Data extract:
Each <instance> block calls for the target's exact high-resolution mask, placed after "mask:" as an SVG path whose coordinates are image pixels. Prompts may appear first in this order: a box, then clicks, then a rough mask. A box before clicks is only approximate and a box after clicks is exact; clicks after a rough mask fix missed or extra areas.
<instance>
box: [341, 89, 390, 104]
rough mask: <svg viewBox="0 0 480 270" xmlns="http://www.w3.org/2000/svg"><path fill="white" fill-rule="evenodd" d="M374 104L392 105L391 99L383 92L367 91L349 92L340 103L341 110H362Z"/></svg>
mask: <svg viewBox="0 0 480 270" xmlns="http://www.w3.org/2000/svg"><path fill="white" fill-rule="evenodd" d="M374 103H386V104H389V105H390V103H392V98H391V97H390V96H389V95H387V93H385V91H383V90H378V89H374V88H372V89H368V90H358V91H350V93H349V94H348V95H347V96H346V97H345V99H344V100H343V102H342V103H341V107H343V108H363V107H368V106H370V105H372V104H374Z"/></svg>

What you need to do:
Give only the number of lines in the data that include the string "instance".

Solution below:
2